» **RECORDS TO USE**:
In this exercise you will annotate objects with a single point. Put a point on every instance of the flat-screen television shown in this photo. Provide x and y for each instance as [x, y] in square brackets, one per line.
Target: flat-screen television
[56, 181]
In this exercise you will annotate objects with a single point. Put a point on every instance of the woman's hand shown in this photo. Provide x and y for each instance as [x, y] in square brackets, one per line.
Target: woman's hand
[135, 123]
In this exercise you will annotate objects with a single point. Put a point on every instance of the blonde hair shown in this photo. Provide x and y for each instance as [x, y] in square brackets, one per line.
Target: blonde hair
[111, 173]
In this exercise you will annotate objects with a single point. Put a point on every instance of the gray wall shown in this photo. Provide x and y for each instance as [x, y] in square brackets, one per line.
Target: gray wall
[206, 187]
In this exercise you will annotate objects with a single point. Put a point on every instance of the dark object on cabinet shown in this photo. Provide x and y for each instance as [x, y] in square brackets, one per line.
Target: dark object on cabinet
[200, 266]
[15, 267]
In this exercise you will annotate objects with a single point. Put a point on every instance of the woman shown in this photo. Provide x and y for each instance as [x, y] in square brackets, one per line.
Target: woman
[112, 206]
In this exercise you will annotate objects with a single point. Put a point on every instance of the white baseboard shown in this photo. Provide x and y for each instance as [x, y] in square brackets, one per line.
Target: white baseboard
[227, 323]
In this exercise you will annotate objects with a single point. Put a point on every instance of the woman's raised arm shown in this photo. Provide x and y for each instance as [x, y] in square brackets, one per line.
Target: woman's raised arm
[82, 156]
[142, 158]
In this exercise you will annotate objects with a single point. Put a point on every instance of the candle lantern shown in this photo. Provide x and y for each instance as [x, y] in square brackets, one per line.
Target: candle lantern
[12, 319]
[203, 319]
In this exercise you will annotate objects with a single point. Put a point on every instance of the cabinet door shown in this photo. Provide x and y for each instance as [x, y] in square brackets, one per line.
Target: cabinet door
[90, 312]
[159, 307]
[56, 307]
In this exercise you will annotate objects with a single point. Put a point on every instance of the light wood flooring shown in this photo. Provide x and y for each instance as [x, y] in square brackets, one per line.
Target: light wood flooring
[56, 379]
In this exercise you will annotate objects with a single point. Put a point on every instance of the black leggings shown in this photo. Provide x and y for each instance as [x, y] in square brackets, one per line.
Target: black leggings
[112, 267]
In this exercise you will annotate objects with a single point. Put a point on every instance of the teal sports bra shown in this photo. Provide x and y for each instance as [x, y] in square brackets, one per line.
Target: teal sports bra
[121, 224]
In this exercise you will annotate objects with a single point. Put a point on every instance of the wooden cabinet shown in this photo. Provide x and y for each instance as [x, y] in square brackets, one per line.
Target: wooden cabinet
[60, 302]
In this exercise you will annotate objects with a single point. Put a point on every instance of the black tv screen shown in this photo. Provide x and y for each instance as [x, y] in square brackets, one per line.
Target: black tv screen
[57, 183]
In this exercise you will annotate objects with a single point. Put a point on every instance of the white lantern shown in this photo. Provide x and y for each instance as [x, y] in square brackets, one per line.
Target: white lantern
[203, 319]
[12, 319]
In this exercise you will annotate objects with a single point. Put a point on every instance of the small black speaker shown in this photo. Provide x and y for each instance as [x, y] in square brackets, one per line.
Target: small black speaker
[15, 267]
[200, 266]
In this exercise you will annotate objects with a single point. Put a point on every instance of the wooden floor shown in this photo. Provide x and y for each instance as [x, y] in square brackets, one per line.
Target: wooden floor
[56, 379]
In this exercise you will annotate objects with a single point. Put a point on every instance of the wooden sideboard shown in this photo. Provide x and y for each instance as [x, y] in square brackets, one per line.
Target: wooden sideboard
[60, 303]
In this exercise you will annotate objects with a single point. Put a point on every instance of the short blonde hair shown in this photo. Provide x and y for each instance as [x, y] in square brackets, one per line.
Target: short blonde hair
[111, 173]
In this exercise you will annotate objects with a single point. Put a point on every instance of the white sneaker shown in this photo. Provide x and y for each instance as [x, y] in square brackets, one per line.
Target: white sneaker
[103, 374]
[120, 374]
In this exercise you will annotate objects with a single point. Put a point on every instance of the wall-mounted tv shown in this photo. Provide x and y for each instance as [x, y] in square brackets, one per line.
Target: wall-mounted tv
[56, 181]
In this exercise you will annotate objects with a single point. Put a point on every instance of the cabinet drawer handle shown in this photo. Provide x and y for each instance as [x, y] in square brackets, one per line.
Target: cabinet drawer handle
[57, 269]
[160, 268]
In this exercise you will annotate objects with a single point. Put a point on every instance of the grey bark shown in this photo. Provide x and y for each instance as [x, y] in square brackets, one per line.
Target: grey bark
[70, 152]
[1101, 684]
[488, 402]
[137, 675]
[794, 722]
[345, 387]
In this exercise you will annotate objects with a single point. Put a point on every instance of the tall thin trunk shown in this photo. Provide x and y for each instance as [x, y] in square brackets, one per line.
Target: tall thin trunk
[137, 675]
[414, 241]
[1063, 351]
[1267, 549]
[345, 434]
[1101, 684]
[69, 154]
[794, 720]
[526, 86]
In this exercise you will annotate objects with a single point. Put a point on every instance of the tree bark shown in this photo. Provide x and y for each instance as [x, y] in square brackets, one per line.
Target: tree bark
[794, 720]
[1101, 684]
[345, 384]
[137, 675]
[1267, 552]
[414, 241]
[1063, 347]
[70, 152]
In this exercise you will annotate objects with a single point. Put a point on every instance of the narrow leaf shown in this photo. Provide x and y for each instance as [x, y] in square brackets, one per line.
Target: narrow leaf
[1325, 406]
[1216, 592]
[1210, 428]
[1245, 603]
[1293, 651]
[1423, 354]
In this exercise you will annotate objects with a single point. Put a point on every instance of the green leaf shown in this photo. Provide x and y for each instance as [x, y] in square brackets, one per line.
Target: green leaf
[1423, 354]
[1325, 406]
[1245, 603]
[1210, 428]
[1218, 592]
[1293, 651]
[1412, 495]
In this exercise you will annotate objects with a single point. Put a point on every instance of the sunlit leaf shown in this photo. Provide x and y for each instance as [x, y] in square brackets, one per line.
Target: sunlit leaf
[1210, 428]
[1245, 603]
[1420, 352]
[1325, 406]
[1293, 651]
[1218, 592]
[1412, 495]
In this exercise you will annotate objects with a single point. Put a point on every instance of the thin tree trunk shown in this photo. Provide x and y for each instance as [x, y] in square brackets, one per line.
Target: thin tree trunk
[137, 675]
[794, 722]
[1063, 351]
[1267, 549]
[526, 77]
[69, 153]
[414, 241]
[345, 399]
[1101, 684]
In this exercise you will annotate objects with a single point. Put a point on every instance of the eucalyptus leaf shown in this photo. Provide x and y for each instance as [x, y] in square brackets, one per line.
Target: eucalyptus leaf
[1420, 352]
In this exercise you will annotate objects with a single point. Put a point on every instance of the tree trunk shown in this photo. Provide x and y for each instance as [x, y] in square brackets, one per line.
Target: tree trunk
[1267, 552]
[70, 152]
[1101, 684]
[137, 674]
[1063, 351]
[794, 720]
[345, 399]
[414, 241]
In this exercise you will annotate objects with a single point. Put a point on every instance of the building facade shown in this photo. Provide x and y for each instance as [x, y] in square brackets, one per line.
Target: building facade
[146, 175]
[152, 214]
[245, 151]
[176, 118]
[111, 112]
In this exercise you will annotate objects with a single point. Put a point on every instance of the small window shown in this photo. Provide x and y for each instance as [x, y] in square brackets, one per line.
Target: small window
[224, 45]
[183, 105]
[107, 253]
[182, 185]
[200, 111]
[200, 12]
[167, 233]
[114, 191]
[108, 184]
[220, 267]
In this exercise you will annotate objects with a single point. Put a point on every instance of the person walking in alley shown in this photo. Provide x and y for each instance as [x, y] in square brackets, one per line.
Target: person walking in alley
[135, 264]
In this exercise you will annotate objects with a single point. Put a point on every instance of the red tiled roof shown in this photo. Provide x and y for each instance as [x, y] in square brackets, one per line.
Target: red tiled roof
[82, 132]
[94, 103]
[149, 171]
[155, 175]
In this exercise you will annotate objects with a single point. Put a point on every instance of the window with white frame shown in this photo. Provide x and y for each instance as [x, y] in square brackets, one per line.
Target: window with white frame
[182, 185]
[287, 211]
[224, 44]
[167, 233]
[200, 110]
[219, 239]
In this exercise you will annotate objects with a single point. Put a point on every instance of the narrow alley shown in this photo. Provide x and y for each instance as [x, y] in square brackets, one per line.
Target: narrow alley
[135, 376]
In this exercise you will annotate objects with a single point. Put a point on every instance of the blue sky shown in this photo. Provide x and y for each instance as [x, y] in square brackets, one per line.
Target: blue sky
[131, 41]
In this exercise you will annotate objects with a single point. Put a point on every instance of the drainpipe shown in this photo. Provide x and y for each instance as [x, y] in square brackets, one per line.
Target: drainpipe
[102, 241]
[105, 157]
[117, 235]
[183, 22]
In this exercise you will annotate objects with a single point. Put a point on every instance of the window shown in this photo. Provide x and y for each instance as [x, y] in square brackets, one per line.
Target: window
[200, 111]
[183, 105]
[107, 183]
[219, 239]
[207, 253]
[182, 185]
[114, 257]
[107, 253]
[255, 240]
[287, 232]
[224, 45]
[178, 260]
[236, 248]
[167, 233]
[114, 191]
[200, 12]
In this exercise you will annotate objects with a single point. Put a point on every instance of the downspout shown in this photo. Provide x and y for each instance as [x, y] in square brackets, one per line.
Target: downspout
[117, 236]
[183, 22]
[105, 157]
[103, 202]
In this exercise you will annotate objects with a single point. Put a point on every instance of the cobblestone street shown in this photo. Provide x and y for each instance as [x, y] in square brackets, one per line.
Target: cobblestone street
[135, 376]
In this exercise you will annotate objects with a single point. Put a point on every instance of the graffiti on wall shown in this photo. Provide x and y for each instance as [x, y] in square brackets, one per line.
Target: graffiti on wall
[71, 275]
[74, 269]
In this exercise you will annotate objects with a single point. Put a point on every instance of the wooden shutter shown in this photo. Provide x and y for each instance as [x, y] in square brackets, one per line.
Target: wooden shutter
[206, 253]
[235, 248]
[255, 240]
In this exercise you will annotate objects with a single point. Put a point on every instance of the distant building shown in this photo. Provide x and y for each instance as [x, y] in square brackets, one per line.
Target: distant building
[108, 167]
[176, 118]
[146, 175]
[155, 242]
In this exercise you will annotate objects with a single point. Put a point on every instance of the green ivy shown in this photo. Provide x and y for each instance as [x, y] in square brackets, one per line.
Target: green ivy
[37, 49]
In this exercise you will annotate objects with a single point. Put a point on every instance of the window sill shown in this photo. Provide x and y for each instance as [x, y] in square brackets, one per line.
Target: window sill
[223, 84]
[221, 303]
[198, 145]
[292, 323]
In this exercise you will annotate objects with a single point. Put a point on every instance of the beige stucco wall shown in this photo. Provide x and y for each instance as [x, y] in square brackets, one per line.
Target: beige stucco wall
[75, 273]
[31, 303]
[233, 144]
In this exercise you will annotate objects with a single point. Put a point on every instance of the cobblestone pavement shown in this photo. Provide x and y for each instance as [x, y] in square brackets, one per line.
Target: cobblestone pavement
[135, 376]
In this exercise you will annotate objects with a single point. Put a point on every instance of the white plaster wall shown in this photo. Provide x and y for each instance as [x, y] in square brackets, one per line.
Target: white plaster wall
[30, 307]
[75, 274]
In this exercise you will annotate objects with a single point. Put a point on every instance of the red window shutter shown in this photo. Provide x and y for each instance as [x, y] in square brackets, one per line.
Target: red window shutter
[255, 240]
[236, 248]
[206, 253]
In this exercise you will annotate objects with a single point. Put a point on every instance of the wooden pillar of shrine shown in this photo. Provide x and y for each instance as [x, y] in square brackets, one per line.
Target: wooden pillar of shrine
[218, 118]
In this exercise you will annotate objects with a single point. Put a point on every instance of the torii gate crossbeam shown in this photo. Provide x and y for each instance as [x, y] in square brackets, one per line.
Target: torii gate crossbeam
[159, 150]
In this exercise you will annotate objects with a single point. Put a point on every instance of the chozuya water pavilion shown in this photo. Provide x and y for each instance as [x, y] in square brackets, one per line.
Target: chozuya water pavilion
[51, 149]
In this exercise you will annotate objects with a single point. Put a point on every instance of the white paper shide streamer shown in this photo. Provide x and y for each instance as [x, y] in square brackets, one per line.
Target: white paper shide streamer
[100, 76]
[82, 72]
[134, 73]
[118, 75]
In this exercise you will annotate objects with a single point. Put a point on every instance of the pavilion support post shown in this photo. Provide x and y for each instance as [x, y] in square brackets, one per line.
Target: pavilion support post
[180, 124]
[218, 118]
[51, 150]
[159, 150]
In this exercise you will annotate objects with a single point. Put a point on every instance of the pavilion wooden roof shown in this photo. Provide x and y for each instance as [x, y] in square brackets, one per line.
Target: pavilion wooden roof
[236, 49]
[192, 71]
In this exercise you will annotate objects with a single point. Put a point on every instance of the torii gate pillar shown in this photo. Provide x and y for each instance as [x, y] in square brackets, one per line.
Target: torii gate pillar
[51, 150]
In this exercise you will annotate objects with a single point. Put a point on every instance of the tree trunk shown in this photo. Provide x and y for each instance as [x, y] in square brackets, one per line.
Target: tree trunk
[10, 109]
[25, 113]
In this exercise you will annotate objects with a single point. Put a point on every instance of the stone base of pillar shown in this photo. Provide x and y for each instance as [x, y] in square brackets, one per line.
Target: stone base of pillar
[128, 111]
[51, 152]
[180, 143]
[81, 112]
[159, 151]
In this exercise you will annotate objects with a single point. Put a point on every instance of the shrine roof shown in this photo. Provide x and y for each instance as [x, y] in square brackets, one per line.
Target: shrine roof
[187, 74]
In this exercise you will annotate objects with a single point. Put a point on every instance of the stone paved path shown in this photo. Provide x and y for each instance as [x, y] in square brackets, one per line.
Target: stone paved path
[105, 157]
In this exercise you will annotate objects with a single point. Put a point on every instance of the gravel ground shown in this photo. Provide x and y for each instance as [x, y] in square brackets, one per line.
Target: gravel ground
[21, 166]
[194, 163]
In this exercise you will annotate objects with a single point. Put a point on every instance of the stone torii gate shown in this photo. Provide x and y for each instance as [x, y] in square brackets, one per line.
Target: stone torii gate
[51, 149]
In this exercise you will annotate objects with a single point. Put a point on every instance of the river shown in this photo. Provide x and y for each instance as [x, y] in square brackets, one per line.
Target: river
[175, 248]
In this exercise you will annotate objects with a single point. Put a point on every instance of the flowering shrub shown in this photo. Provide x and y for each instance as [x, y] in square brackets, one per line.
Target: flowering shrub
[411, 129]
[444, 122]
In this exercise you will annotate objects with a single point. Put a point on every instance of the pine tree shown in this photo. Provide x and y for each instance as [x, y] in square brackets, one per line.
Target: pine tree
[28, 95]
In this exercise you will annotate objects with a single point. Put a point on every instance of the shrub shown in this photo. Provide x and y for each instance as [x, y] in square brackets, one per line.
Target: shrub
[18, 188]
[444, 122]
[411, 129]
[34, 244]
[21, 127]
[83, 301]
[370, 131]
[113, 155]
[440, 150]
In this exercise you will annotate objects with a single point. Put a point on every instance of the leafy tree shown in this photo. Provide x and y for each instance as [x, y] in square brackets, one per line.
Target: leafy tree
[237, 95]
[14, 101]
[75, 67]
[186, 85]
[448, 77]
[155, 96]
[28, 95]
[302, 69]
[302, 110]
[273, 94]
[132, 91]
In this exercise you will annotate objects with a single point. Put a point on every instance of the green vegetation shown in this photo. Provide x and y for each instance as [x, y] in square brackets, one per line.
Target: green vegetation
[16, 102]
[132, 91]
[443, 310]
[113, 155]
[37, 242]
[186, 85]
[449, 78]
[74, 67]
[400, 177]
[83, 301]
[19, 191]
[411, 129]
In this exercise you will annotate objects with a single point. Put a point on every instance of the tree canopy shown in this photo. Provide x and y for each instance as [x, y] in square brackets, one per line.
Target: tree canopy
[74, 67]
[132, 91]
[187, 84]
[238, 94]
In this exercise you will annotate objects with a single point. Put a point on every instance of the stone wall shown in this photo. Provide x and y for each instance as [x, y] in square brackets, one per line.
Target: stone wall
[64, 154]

» **GIVEN TASK**: Quote exactly the line containing "the green vegetation" and every later line through the end of the listing, and no other lines.

» **ANSWER FOR THE TASK**:
In this exercise you will annotate objects with a single point. Put a point on every instance of the green vegetation shown in this photo. Provide x and y for each instance as [x, y] in square brackets, one per line.
Target: green vegetation
[16, 102]
[132, 91]
[443, 310]
[113, 155]
[37, 242]
[186, 85]
[449, 78]
[74, 67]
[400, 177]
[83, 301]
[19, 191]
[411, 129]
In this exercise you will annotate objects with a single point. Put a point on every instance of the tree canopy shown in this photo. Provide x and y for each instance as [x, y] in square brackets, one per line.
Target: tree canopy
[74, 67]
[132, 91]
[187, 84]
[238, 94]
In this exercise you will annotate objects with a single point. Put a point on every instance of the stone wall shown in this photo. Provide x and y for each instance as [x, y] in square brackets, one per line.
Target: stone wall
[64, 154]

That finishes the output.